TEXT SHOWN:
+ + +

## This
site is under construction. Please check back every few weeks for
updates

### COMMON MISTEAKS
MISTAKES IN
USING STATISTICS: Spotting and Avoiding Them

# Assuming linearity is
preserved when variables are dropped

One common mistake in using "variable selection"
methods is to assume that if one or more variables are dropped, then
the appropriate model using the remaining variables can be obtained
simply by deleting the dropped variables from the "full model" (i.e.,
the model with all the explanatory variables). This assumption is in general false.

Example:
If the true model is E(Y|X_{1}, X_{2}) = 1 + 2X_{1}
+3X_{2} . Thus a
linear model fits when Y is regressed on
both X_{1}and X_{2}.
But if in addition, E(X_{1}| X_{2})
= log(X_{1}),
then it can be calculated that E(Y|X_{1})

+ + +

OBJECTIVE 1:
In the statistics page, what does "full model" mean?
OBJECTIVE 2:
Repeat a passage from the statistics page word for word, starting with "### COMMON MISTEAKS" and going on through "in general false.".
None of the lines after this relate to the statistics page.

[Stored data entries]
+ + +

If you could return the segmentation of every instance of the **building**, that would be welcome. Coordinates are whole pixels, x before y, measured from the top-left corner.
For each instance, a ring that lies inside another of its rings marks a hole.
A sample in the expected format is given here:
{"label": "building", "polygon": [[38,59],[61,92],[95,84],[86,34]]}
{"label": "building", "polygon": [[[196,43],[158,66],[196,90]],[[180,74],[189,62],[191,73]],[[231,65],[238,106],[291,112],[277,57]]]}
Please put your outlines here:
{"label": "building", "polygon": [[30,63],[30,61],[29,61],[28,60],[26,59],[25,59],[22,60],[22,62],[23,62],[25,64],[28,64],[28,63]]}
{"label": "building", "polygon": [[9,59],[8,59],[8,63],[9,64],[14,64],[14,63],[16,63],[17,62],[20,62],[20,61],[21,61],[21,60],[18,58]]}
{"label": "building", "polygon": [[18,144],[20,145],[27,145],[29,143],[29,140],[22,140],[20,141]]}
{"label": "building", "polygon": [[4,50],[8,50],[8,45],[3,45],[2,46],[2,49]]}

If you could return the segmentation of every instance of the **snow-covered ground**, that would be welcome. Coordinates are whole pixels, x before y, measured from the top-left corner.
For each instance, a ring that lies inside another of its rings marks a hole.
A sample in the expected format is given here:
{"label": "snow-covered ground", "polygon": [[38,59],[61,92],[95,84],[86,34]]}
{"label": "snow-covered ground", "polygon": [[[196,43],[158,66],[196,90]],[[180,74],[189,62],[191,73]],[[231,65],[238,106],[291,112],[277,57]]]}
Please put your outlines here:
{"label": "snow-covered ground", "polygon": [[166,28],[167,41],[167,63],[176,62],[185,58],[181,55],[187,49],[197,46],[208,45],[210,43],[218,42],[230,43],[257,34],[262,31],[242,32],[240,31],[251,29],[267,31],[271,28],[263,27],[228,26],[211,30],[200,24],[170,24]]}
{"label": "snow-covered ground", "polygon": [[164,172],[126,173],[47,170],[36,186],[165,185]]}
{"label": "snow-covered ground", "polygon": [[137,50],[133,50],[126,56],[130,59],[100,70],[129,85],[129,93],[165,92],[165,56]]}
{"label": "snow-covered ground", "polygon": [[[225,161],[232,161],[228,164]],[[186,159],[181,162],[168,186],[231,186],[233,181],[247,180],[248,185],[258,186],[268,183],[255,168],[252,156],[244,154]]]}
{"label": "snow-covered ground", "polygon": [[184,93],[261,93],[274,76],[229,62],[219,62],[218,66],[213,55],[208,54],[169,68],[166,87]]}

+ + +

EXPECTED ANSWER 1:
The model with all the explanatory variables.

EXPECTED ANSWER 2:
### COMMON MISTEAKS
MISTAKES IN
USING STATISTICS: Spotting and Avoiding Them

# Assuming linearity is
preserved when variables are dropped

One common mistake in using "variable selection"
methods is to assume that if one or more variables are dropped, then
the appropriate model using the remaining variables can be obtained
simply by deleting the dropped variables from the "full model" (i.e.,
the model with all the explanatory variables). This assumption is in general false.